*PASSAGE GIVEN:*

:::::

The Permaculture Toolkit - An Intentional Design Process
By Emilie Tweardy
Permaculture gives us a toolkit for moving from a culture of fear and scarcity to one of love and abundance -Toby Hemenway
This quote speaks deeply to me because I’ve always seen Permaculture as a toolkit. A common Permaculture frustration is the absence of a specific working definition. Ask any 10 Permaculturists and you’ll get 10 different definitions. In fact, in recent months, I discovered a new personal favorite straight from the mouth of the godfather himself (Bill Mollison) calling Permaculture “the rational man’s approach to not shitting in his bed”. This off-the-cuff approach to a definition is common in the Permaculture world because it’s just such a broad field. The idea of intentional design can (and should) apply to anything you’d like, so how do we pare it down to an elevator pitch? Hence, the toolkit analogy. There are hard skills, soft skills, precision skills, broad skills. Permaculture as a system is the structure - the whole kit. The techniques themselves are the tools inside.

:::::

*DATASET EXCERPT:*
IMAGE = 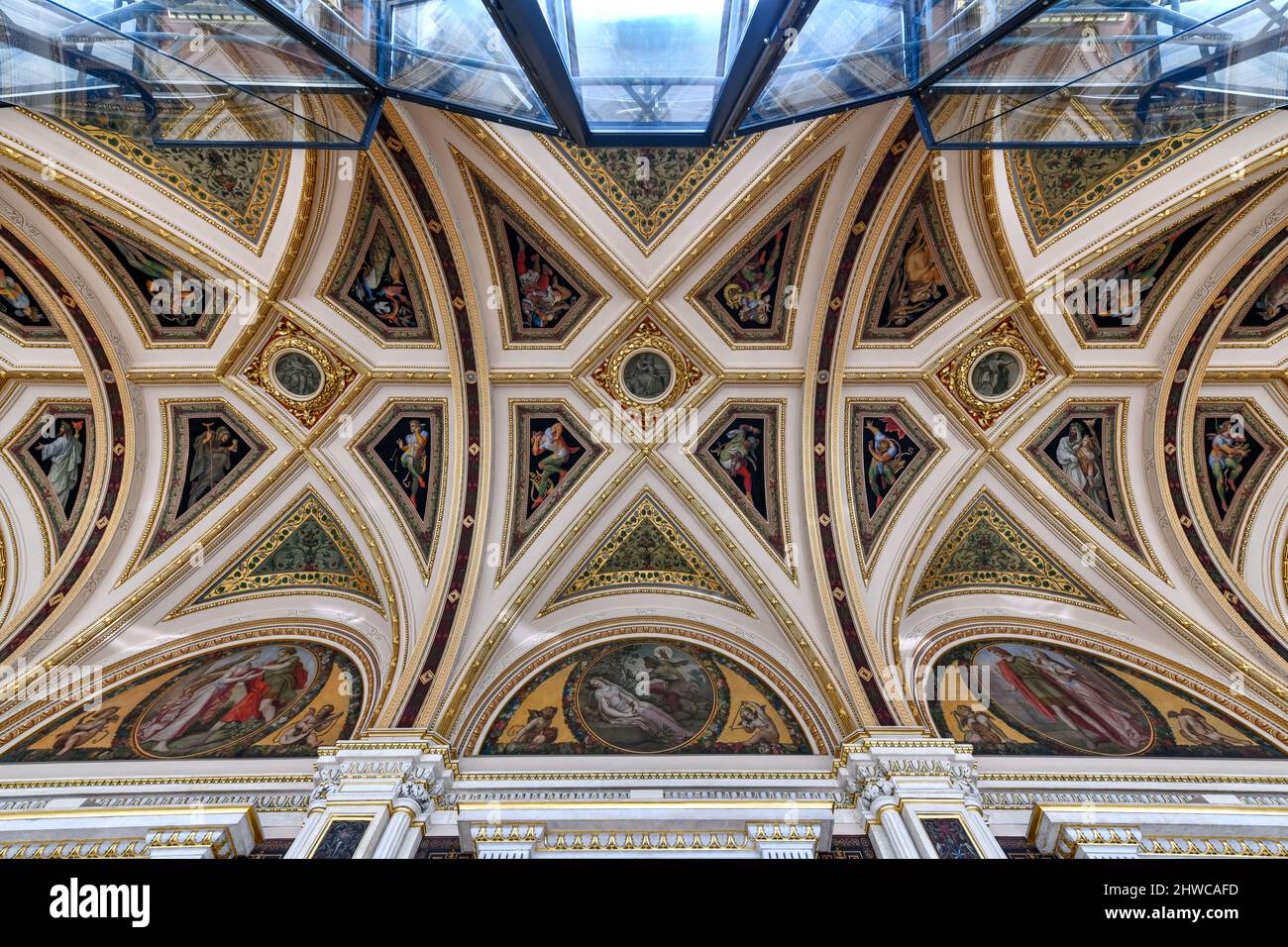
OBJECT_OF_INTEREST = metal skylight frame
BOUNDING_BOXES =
[10,0,1288,149]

:::::

Answer these questions from the permaculture article:
1. Who is credited with the quote at the top of the article?
2. Whom does the article call "the godfather himself"?
3. In the toolkit analogy, what do the techniques themselves represent?

*THE RESPONSE:*
1. Toby Hemenway
2. Bill Mollison
3. The tools inside the kit